▸ **Fragmento proporcionado**:
####

Solo puede calificarse de disparate que en España haya más de 33.000 libros de texto  diferentes en papel y cerca de 20.000 más en edición digital, con todo lo que ello supone de derroche económico y de utilización de papel. Pero el despropósito va más allá del inexplicable derroche, al impactar directamente en la calidad de la educación que reciben nuestros escolares.

Los libros de texto siguen siendo el material básico sobre el que nuestros hijos aprenden los contenidos que serán el sustento de su cultura general

Ahonda en la magnitud del problema otro de los datos reveladores que aporta el citado informe: en los últimos tres años se han publicado 450 textos normativos en las comunidades autónomas que afectan a la edición de contenidos educativos. El eterno problema de dispersión y abuso normativo sin el abrigo de un marco común.

Los libros de texto siguen siendo el material básico sobre el que nuestros hijos aprenden los contenidos que serán el sustento de su cultura general. Dicha base permitirá que en el futuro no hagan el ridículo cada vez que comienzan una conversación. Por eso es necesario poner orden en su contenido, visto que las comunidades autónomas tiran cada una por sus fueros, haciendo imposible en la práctica una enseñanza mínima común, que debería ser obligatoria en todo el territorio patrio.

####

Vuelve a escribir sin ningún cambio el pasaje del fragmento sobre los libros de texto que va desde "Ahonda en la" hasta "un marco común.". Las filas proceden de una fuente distinta a la del fragmento.

####

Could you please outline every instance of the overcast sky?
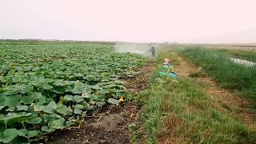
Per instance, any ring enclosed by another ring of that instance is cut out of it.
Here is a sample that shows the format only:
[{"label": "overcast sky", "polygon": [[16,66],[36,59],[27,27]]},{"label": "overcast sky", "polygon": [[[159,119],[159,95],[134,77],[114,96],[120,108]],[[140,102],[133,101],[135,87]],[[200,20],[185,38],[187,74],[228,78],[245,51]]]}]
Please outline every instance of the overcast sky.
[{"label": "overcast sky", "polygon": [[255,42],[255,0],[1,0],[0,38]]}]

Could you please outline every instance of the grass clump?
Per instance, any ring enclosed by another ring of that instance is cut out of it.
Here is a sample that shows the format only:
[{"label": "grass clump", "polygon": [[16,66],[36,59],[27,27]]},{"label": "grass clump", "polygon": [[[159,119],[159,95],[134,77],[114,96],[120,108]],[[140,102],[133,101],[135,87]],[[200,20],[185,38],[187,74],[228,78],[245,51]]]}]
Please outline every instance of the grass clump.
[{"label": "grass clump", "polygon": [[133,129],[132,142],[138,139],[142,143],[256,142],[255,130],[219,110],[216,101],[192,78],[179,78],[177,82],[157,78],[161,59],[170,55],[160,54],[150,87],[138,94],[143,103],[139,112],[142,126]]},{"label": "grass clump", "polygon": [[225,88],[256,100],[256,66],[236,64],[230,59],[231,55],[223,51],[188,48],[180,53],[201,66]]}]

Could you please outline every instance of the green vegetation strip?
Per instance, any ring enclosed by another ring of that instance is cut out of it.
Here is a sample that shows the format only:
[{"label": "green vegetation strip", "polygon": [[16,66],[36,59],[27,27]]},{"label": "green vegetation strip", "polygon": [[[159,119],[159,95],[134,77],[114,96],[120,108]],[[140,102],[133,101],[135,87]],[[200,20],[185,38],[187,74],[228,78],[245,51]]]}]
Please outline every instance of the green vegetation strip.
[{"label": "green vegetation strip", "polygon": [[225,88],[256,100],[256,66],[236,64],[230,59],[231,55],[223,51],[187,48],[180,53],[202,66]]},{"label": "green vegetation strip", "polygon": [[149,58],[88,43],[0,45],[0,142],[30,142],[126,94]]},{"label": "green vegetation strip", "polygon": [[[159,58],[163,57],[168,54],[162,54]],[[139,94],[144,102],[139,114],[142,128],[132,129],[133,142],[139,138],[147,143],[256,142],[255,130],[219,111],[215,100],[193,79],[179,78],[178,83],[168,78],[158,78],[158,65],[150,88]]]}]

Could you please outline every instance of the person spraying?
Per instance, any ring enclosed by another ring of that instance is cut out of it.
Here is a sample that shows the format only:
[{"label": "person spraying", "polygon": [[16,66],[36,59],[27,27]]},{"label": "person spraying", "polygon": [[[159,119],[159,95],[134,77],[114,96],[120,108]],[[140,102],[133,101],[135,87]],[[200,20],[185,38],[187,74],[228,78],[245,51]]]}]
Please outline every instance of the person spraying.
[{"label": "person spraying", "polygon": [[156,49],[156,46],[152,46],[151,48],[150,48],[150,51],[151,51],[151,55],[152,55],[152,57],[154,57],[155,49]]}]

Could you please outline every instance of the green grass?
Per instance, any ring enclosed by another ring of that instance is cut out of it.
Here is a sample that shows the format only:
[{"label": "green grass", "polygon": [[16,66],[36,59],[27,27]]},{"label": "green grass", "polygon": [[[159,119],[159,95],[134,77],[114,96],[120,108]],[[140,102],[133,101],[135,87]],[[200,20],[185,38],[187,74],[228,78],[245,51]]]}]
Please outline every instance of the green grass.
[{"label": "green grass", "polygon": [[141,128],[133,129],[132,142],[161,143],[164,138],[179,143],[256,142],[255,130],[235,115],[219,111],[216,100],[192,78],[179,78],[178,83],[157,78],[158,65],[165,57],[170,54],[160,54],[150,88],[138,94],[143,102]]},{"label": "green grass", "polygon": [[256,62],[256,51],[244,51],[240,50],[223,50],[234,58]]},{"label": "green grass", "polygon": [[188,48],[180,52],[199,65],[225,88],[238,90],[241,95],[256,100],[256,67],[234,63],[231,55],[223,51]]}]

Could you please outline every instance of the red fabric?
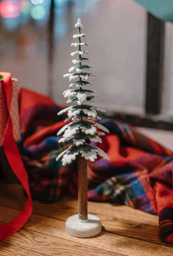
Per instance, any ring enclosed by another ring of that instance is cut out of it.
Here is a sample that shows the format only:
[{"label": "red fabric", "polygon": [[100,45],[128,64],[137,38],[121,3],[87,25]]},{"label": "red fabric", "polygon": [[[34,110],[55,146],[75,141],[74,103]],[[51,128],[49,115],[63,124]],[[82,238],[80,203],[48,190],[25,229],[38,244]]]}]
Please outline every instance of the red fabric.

####

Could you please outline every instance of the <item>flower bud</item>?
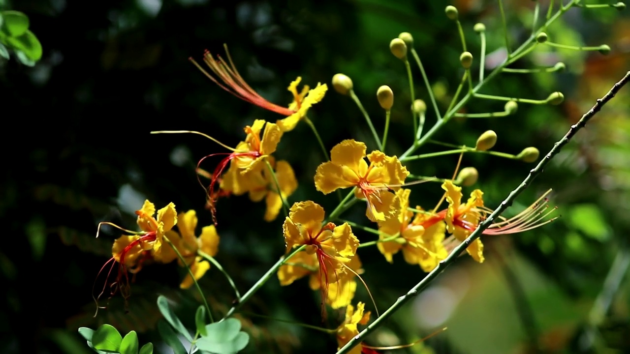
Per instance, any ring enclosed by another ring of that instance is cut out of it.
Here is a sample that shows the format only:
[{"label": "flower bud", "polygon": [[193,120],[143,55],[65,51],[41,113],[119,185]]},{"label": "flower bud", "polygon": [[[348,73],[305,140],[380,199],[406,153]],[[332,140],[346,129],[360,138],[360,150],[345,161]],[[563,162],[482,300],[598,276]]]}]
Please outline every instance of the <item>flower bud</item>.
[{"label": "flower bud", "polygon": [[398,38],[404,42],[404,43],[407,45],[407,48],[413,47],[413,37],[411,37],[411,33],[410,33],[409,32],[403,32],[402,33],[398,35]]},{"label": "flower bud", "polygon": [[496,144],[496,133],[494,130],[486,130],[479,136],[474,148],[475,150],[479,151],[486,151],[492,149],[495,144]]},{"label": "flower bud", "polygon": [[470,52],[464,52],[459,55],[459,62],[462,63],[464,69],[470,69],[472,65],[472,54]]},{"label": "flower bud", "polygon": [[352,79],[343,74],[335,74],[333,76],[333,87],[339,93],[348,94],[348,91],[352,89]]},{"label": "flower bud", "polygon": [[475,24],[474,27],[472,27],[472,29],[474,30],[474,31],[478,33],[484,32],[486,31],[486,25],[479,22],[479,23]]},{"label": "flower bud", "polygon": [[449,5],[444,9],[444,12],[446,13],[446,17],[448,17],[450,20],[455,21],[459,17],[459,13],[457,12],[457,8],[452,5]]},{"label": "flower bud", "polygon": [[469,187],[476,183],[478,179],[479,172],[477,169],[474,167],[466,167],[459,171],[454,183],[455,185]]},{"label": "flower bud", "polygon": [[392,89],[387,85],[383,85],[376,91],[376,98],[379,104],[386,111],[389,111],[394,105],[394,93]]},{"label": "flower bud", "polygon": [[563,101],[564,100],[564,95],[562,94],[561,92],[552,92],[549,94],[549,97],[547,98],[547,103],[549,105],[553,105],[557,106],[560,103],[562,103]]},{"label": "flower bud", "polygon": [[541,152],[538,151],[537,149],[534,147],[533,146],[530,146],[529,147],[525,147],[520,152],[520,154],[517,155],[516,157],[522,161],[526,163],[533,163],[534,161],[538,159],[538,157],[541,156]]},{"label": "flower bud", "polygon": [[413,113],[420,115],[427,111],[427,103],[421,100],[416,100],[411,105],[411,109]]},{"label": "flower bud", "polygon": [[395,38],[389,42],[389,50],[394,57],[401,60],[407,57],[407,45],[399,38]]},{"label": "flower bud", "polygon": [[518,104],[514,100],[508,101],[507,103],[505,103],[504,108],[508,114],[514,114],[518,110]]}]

####

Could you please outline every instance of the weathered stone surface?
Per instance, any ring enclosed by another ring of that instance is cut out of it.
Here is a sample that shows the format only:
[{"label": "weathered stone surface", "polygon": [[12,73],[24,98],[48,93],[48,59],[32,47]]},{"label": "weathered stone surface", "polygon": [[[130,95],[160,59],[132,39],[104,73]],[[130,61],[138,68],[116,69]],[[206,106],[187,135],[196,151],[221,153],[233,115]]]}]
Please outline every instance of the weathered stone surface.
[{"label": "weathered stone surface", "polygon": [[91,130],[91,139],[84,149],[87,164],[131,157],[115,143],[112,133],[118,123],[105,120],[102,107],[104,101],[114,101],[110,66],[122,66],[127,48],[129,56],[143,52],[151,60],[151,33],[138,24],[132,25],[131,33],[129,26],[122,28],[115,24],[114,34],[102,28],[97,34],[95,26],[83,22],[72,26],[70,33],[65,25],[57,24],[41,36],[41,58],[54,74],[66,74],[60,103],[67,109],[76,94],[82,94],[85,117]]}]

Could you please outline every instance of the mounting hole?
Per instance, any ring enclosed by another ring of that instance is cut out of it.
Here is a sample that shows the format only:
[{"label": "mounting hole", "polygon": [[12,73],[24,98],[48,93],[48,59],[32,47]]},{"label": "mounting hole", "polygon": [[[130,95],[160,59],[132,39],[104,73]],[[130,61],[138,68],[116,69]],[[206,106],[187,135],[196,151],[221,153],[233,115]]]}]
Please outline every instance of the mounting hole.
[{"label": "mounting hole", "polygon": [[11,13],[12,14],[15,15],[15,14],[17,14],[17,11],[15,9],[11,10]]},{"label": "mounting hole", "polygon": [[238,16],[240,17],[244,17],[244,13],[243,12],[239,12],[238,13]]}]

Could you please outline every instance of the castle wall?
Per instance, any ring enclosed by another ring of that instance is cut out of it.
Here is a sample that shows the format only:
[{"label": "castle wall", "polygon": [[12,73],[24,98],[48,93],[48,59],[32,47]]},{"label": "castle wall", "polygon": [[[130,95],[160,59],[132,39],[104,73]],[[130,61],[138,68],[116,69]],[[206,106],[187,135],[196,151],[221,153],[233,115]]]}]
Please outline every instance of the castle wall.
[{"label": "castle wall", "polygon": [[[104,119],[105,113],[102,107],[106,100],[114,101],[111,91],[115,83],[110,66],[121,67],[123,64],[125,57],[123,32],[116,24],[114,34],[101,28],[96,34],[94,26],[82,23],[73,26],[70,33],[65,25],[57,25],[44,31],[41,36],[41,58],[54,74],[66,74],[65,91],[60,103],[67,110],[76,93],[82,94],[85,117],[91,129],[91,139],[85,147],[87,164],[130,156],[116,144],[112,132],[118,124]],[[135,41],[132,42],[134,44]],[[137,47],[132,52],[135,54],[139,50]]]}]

####

▸ **Respuesta**:
Ahonda en la magnitud del problema otro de los datos reveladores que aporta el citado informe: en los últimos tres años se han publicado 450 textos normativos en las comunidades autónomas que afectan a la edición de contenidos educativos. El eterno problema de dispersión y abuso normativo sin el abrigo de un marco común.